- Given task -
Turn every line of the material below into a Markdown table with two columns, Row and Line. Number each line in the Row column and leave out any blank lines.

----

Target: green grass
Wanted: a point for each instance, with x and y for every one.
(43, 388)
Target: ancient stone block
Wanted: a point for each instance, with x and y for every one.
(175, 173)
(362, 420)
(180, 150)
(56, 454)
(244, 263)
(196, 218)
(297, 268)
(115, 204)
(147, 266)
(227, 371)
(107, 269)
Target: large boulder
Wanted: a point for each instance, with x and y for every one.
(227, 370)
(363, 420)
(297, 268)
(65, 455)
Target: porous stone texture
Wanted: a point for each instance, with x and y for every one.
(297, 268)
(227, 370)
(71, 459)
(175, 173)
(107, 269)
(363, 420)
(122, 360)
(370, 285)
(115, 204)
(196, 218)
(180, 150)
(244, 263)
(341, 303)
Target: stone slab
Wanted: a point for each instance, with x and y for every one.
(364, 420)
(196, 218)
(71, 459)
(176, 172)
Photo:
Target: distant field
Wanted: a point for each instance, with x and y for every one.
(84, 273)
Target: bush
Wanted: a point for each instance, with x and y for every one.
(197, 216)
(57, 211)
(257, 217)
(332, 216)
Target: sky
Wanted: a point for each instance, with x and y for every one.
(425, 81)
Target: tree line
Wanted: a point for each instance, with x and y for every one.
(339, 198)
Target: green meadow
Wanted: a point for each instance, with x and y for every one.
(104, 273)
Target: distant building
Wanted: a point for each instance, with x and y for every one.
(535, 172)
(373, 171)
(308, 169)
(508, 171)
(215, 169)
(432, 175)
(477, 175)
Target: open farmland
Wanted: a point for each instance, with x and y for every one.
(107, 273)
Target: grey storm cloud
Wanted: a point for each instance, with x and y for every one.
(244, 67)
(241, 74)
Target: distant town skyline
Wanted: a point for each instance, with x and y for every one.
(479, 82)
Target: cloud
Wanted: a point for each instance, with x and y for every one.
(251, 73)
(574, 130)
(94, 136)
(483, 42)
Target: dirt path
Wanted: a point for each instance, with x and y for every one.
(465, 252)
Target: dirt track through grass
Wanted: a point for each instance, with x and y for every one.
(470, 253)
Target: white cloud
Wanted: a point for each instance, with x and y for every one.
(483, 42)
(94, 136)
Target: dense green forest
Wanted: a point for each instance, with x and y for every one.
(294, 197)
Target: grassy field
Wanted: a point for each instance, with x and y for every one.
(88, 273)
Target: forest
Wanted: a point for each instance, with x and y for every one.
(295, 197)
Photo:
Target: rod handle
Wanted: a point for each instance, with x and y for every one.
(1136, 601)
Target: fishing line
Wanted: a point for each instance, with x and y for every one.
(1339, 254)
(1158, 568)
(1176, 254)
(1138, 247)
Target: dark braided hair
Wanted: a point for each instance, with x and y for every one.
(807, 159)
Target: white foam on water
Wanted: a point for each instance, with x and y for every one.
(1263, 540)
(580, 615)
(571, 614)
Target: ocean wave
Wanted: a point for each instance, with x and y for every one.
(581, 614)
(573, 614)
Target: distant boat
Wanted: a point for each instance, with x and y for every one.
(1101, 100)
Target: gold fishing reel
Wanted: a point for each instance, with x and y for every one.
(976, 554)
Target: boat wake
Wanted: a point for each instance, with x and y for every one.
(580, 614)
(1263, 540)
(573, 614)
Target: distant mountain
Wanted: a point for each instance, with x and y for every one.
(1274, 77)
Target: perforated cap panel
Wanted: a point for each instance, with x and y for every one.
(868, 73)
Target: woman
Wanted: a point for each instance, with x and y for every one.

----

- Task result -
| Row | Line |
|---|---|
| 1 | Target: green grass |
| 2 | Wanted: a point for each instance, with x and y for every one. |
| 3 | (43, 388) |
| 4 | Target: ancient stone block |
| 5 | Wanted: a point for each instance, with x and y for every one. |
| 6 | (175, 173) |
| 7 | (362, 420) |
| 8 | (180, 150) |
| 9 | (56, 454) |
| 10 | (244, 263) |
| 11 | (196, 218) |
| 12 | (297, 268) |
| 13 | (115, 204) |
| 14 | (147, 266) |
| 15 | (227, 371) |
| 16 | (107, 269) |
| 17 | Target: large boulder |
| 18 | Wanted: a point for each instance, with x and y for every one. |
| 19 | (227, 370) |
| 20 | (363, 420) |
| 21 | (297, 268) |
| 22 | (65, 455) |
| 23 | Target: porous stone texture |
| 24 | Wanted: a point for each instance, with x and y for every one. |
| 25 | (297, 268) |
| 26 | (227, 370) |
| 27 | (71, 459) |
| 28 | (175, 173) |
| 29 | (107, 269) |
| 30 | (363, 420) |
| 31 | (122, 360) |
| 32 | (370, 285) |
| 33 | (115, 204) |
| 34 | (196, 218) |
| 35 | (180, 150) |
| 36 | (244, 263) |
| 37 | (341, 303) |
| 38 | Target: stone slab |
| 39 | Wanted: a point for each instance, with x and y for every one. |
| 40 | (364, 420) |
| 41 | (196, 218) |
| 42 | (71, 459) |
| 43 | (176, 172) |
| 44 | Photo: |
| 45 | Target: distant field |
| 46 | Wanted: a point for each instance, with x and y for every one. |
| 47 | (84, 273) |
| 48 | Target: bush |
| 49 | Wanted: a point for each instance, with x and y for every one. |
| 50 | (197, 216) |
| 51 | (57, 211) |
| 52 | (257, 217) |
| 53 | (332, 216) |
| 54 | Target: sky |
| 55 | Wanted: a point for each instance, with x and y for every one. |
| 56 | (425, 81) |
| 57 | Target: tree line |
| 58 | Wanted: a point for each instance, with x and y for every one. |
| 59 | (339, 198) |
| 60 | Target: green meadow |
| 61 | Wanted: a point for each instance, with x and y for every one. |
| 62 | (104, 273) |
| 63 | Target: distant building |
| 64 | Wanted: a point for each instance, with x and y for every one. |
| 65 | (535, 172) |
| 66 | (373, 171) |
| 67 | (308, 169) |
| 68 | (508, 171) |
| 69 | (215, 169) |
| 70 | (432, 175) |
| 71 | (477, 175) |
| 72 | Target: open farmland |
| 73 | Wanted: a point for each instance, with x and y for every one. |
| 74 | (107, 273) |
| 75 | Target: grey storm cloud |
| 76 | Wanted: a point for each instance, with x and y for every one. |
| 77 | (244, 67) |
| 78 | (241, 74) |
| 79 | Target: distant town skyline |
| 80 | Wanted: a point for each instance, with x and y for every one. |
| 81 | (479, 82) |
| 82 | Target: cloud |
| 83 | Wanted: a point for each instance, with x and y for every one. |
| 84 | (251, 73) |
| 85 | (574, 130) |
| 86 | (94, 136) |
| 87 | (483, 42) |
| 88 | Target: dirt path |
| 89 | Wanted: a point for each instance, with x and y for every one. |
| 90 | (465, 252) |
| 91 | Target: dirt track through grass |
| 92 | Wanted: a point for each instance, with x and y for every one. |
| 93 | (470, 253) |
| 94 | Target: white cloud |
| 95 | Wanted: a point for each instance, with x and y for every one. |
| 96 | (483, 42) |
| 97 | (94, 136) |
| 98 | Target: dense green forest |
| 99 | Wanted: a point for each instance, with x and y for every one. |
| 100 | (294, 197) |
| 101 | Target: grassy field |
| 102 | Wanted: a point for each instance, with x and y for every one. |
| 103 | (88, 273) |
| 104 | Target: forest |
| 105 | Wanted: a point for each instance, with x and y for every one. |
| 106 | (295, 197) |
| 107 | Photo: |
| 108 | Target: rod handle |
| 109 | Wanted: a point for each instance, with x and y for every one. |
| 110 | (1136, 601) |
| 111 | Target: fishing line |
| 112 | Wanted: a point for each instance, with x and y for every one. |
| 113 | (1339, 254) |
| 114 | (1158, 568) |
| 115 | (1176, 254) |
| 116 | (1138, 247) |
| 117 | Target: dark braided hair |
| 118 | Wanted: a point for each instance, with x and y for every one. |
| 119 | (807, 159) |
| 120 | Target: white foam on water |
| 121 | Wanted: a point for each instance, with x and y for every one. |
| 122 | (1263, 540) |
| 123 | (580, 615) |
| 124 | (571, 614) |
| 125 | Target: ocean wave |
| 126 | Wanted: a point for each instance, with x and y for every one. |
| 127 | (581, 614) |
| 128 | (573, 614) |
| 129 | Target: distant boat |
| 130 | Wanted: a point for each instance, with x and y for every one. |
| 131 | (1101, 100) |
| 132 | Target: gold fishing reel |
| 133 | Wanted: a point for each instance, with x and y for every one. |
| 134 | (976, 554) |
| 135 | Target: boat wake |
| 136 | Wanted: a point for each instance, with x and y for every one. |
| 137 | (580, 614) |
| 138 | (1263, 540) |
| 139 | (573, 614) |
| 140 | Target: distant mountain |
| 141 | Wanted: a point for each instance, with x and y for every one. |
| 142 | (1274, 77) |
| 143 | Target: perforated cap panel |
| 144 | Wanted: a point for each instance, with x and y for every one. |
| 145 | (868, 73) |
| 146 | Target: woman |
| 147 | Wanted: a point for each instance, with x and y for every one. |